### THE REQUEST:
Change every "keypoint" in the lines below to "marker", keeping everything else the same, and leave the pictures out of your answer.

### DATASET EXCERPTS:

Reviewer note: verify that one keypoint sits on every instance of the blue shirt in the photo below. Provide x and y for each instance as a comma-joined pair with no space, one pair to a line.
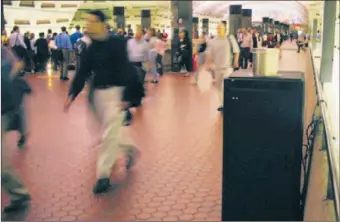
63,41
112,33
75,36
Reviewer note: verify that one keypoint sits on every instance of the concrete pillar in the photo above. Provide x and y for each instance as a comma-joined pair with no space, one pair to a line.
119,17
195,21
265,24
270,22
205,25
225,24
146,19
2,16
314,33
181,12
235,18
246,18
328,34
276,25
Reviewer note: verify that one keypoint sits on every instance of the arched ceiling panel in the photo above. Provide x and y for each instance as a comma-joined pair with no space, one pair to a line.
293,11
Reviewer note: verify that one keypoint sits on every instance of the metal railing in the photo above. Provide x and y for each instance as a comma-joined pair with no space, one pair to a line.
333,157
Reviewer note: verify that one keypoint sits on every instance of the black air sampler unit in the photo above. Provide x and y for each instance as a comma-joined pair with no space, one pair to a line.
262,148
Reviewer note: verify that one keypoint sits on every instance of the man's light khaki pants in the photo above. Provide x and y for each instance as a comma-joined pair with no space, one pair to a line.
220,74
110,116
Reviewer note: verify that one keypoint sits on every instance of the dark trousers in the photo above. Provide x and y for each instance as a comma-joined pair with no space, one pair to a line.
78,62
300,45
41,62
159,64
185,62
244,57
55,59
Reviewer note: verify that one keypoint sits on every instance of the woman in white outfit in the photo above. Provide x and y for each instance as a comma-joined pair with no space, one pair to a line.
201,47
152,39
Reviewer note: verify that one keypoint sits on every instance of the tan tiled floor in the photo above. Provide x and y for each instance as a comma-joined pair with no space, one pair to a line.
178,177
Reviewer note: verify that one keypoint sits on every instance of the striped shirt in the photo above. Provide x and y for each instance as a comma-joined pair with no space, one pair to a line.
16,39
63,41
221,51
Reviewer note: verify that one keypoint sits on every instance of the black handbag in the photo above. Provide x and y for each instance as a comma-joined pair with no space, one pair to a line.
19,50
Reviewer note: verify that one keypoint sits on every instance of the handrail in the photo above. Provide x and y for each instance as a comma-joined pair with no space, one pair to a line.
334,171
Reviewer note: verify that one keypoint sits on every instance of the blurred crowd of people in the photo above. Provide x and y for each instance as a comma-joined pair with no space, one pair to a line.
114,64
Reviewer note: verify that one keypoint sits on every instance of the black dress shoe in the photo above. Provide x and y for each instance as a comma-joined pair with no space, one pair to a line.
102,186
21,142
128,118
18,204
131,158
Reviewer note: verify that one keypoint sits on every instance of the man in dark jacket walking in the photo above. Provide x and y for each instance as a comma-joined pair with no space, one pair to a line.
9,181
113,75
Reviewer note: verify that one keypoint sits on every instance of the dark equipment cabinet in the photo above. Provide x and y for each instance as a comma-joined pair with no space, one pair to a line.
262,147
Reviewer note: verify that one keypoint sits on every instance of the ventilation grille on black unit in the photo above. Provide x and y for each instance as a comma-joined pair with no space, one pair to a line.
118,11
235,10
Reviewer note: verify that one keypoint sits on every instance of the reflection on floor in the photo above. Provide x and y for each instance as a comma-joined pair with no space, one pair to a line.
178,177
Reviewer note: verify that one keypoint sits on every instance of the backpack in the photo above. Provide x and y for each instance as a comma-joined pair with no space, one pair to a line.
80,46
7,89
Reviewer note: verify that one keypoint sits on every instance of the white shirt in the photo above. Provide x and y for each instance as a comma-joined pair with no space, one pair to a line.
52,44
17,39
221,51
301,37
87,40
137,50
34,48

### FINISHED ANSWER:
Reviewer note: verify that one marker sits on every instance of the blue shirt in the photo below. Provide x and y for each instance as a comma-joined pair with no space, one pair to a line.
63,41
112,33
75,36
Reviewer note: verify that one marker sits on every instance of the concrete pillar in the photo above. Provide x and y for each instance as a comma-joined pair with no space, one pair to a line.
119,17
195,21
265,24
270,22
205,25
225,24
146,19
2,16
314,33
181,12
235,18
246,18
328,34
276,25
Reviewer note: verify that one marker sits on every instance of the arched ceiling panel in the photo above. Provide x and y for each instance as a comma-joined pair with no space, one pair to a line.
293,11
Reviewer note: verify that one marker sits on every instance of the metal railing in the photo above. Provide x and y for each instance as a comma-joined pair with no space, one pair to a line.
333,157
Reviewer note: verify that one marker sits on every instance of the black air sampler unit in the photo above. Provide x and y for each instance as a comma-joined pair with no space, one pair to a line.
262,148
Reviewer note: verify that one marker sits on every instance of the man's light khaki pants in the photo above. Provide x and y for each instance as a comma-joined pair with no space, one pair to a line.
220,74
110,116
Reviewer note: verify that one marker sits on every instance of the dark trousers in the photo above. Provide x and y for each instance as a comma-joined pair with no space, one pair to a line.
78,62
300,45
41,62
159,64
185,62
244,57
55,59
Reviewer note: verify that one marker sits on every instance of the woman in white outfit in the photo above. Provide x and y for each instance as a comma-joined pair with no space, one pair to a line.
201,47
152,39
Reviewer note: verify that one marker sits on every instance of the tan tiled floor in the photo above. Provide x and y for each instance as a comma-joined pair with no space, one pair to a line.
178,177
Reviewer note: verify that one marker sits on every instance of the striped shirt in the photo above. Provide x and y for each instance as a comma-joined pair with no space, one pair to a line.
16,39
63,41
221,51
Reviewer note: verify that one marker sits on every instance of the black handbag in the photo above. Provide x and y for each instance as a comma-joined pair with no space, one pair to a line.
19,50
Reviewer note: verify that one marker sits on every instance of the handrail in the photo above. Provide x and y for each instance as a comma-joined pair with no space, one pair to a line.
334,171
Reviewer note: verify that one marker sits on every instance of the blurred crowd of people in the photo above. Provide x and y for each instance as a comma-joined pair with no space, one pair to a line.
114,64
Reviewer note: verify that one marker sits on every instance of the black dress shoe in the photo above. Provide x and y for each instance as a comma-joined pair with no space, one pair to a line.
102,186
21,142
128,118
18,204
131,158
Reviewer note: verify that one marker sits on every instance of the man in dark jacket walking in the photo above. Provide x and y for each instance as a comma-joined pair with no space, one pair to a line.
9,181
113,75
Reviewer note: verify that one marker sits on every instance of the dark equipment cabinet in the photo above. Provide x and y for each instance as a comma-joined pair with no space, one pair to a line.
262,147
Reviewer note: verify that one marker sits on every instance of the ventilation grille on black unit in the photo above. Provide x and y for each instance as a comma-joined pair with no space, one pair to a line.
118,11
235,10
Reviewer note: verify that one marker sits on every instance of the reflection on floor in the photo above. Provide x and y for each instance as a comma-joined pair with no space, one pair to a line.
178,177
Reviewer note: verify that one marker sits on every instance of the backpack in the photo above. Provide x and y for each instance as a comma-joined pair with no space, one pair to a line.
80,46
7,89
Reviewer note: verify that one marker sits on every instance of the white shirt in the photo above. Provide x and y for each instance as a comma-joined pair with no space, one pair to a line.
52,44
17,39
221,51
301,37
87,40
137,50
34,48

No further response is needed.